#### [Extract]
_ _ _ _
<
>

Report: Springs in coma following surgery to remove cyst

DALLAS -- Former Dallas Cowboys running back Ron Springs has
been hospitalized in a coma, reportedly due to complications from surgery, more than seven months after receiving
a kidney donated by ex-teammate Everson Walls.

According to a story in Wednesday's Dallas Morning News, Springs checked into Medical City Dallas Hospital last Saturday for surgery to remove a cyst from his elbow. A family friend told the newspaper that Springs expected to return home that night, but as of late Tuesday, Springs was on a respirator and had no brain activity, the newspaper reported.

The Washington Redskins said Tuesday that cornerback
Shawn Springs, son of the 50-year-old Springs, has left the team to be
with his father.

"[Shawn] has flown down there -- it's a very tough time for them
because I think it's very, very serious," Redskins coach Joe Gibbs
said.

It wasn't immediately clear what caused Ron Springs, who has
diabetes, to lapse into a coma or when he was hospitalized. Calls
to the family weren't returned.

In February, Walls donated his kidney to the ailing Springs, who
had suffered from diabetes for 16 years and had been on the
national transplant waiting list since 2004. It was the first
transplant between two former U.S. professional athletes.

The disease confined Springs to a wheelchair and led to the
amputation of his right foot and the big and middle toes on his
left foot.

In an August interview with The Associated Press, Springs said
he could feel his health improving each day since the transplant.

"I'm feeling very good," he said at the time. "Every day I
get a little bit better."

Springs played eight seasons in the NFL -- six with the Cowboys
and two in Tampa Bay -- before retiring after the 1986 season. He
was drafted in the fifth round by the Cowboys out of Ohio State.

In the four seasons Springs and Walls played together in Dallas,
the two forged a strong friendship. Springs is the godfather of
Walls' oldest daughter, and Walls received the same honor for
Springs' youngest.

This summer, Ron and Shawn Springs visited several cities in a
campaign to increase awareness of diabetes.

In September, Walls testified in Washington before a House
subcommittee on behalf of an organ donation bill that would give
grants to states' organ donor programs and track the long-term
health of people who have donated organs.

Earlier that month, Walls and Springs served as honorary
captains for the Cowboys' season opener, giving them a chance to
raise awareness about their new Gift for Life Foundation. The
foundation aims to educate people about ways to prevent chronic
kidney disease and dispel myths about the living donor process.

Information from The Associated Press was used in this report.
_ _ _ _
#### [Directions for this task]
According to the news report on Ron Springs, why did Shawn Springs leave the Washington Redskins? Answer in one to three sentences. These records have no connection to the news report above.

[Collected data entries]
_ _ _ _
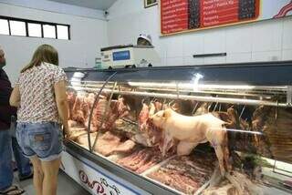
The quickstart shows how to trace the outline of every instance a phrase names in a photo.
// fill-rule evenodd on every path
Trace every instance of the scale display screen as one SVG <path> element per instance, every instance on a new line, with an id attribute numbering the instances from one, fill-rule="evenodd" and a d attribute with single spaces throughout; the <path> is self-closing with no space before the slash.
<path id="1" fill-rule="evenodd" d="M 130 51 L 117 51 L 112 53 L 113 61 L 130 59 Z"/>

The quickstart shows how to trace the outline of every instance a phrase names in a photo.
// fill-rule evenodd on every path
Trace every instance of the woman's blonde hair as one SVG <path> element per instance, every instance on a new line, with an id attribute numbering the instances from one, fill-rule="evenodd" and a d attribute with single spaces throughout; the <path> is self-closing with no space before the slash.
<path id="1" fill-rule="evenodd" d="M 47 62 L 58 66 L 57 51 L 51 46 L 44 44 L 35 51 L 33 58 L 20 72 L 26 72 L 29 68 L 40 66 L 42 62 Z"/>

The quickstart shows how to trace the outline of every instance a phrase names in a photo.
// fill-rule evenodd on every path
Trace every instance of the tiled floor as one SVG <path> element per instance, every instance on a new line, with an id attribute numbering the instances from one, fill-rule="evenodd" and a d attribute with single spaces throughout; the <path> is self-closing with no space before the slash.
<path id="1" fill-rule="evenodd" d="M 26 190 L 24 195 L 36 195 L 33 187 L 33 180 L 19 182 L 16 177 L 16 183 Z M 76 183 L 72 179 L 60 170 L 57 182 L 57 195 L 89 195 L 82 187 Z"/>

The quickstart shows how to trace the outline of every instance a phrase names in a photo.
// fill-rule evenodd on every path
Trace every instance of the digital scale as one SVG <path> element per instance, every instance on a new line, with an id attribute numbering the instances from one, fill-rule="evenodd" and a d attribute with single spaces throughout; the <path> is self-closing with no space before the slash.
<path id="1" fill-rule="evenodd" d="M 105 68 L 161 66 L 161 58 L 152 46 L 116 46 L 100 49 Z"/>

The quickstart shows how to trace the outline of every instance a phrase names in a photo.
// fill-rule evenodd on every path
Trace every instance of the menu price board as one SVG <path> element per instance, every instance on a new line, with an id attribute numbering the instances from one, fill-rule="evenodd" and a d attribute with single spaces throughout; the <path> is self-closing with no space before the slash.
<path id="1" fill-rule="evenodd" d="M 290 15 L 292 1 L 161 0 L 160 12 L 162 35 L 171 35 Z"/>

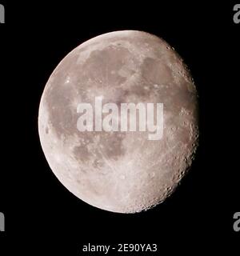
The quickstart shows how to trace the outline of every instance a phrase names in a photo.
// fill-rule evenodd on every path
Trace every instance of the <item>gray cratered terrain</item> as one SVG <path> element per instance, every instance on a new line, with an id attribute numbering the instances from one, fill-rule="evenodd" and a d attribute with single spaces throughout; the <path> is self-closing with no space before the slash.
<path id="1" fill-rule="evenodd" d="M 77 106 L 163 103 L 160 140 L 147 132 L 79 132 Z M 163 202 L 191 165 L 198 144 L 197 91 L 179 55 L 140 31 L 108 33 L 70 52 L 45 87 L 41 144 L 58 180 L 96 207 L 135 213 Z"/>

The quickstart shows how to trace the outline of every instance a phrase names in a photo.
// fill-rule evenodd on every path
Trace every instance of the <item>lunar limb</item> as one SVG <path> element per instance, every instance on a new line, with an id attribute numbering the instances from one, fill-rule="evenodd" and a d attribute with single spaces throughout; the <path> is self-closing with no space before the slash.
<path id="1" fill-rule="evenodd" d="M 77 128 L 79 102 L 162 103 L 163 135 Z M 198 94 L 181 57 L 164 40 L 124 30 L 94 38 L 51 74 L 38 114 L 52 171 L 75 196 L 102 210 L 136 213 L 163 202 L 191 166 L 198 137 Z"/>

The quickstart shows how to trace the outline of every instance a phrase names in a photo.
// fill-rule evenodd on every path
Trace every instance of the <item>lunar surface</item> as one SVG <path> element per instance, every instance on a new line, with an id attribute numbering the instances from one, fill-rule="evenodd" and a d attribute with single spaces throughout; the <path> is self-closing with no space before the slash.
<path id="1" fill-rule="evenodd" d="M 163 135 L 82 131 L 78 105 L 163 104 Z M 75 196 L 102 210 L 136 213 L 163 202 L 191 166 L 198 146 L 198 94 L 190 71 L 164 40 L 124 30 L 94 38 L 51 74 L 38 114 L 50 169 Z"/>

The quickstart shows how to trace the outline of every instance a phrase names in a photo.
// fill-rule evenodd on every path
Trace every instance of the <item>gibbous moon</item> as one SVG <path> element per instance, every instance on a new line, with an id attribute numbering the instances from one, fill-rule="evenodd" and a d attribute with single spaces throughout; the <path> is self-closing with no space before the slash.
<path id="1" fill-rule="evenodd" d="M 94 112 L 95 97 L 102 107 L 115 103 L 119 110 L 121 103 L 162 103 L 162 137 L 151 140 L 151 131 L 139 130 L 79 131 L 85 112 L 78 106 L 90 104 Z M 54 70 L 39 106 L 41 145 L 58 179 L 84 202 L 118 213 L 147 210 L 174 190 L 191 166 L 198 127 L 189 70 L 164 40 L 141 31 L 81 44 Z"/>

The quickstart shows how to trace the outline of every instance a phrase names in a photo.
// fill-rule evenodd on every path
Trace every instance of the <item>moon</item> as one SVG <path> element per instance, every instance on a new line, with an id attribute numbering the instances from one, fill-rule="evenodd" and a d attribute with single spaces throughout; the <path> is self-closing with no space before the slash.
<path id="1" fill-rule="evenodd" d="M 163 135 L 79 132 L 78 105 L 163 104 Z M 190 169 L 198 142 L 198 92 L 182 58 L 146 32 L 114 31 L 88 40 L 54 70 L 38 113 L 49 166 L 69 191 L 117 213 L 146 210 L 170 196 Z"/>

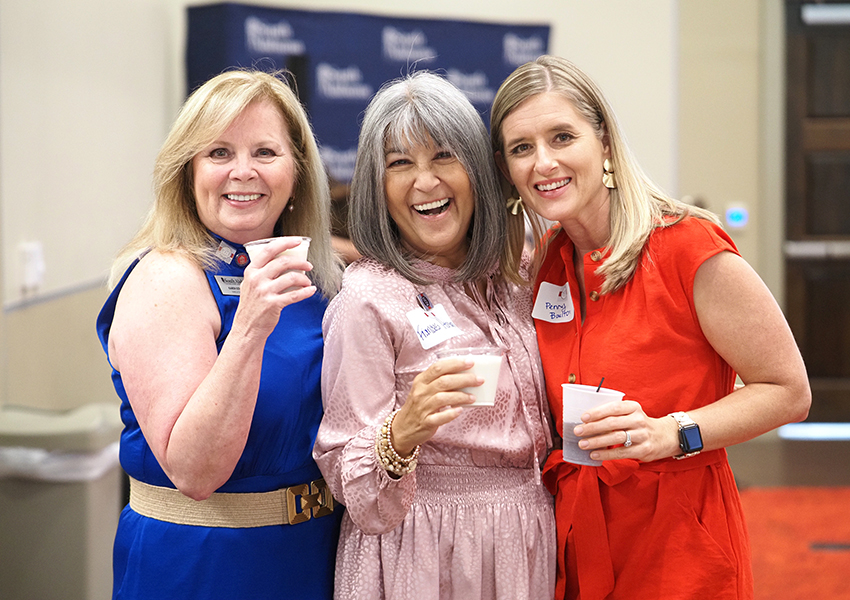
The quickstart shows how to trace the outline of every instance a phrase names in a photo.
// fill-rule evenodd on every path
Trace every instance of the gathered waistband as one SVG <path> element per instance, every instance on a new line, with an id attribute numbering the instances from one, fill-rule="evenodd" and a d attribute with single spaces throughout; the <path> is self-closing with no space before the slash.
_ _ _ _
#### [Result of the task]
Shawn Springs left the Redskins to be with his father, Ron Springs. Ron was hospitalized in a coma after surgery to remove a cyst from his elbow, and Redskins coach Joe Gibbs called the situation "very, very serious."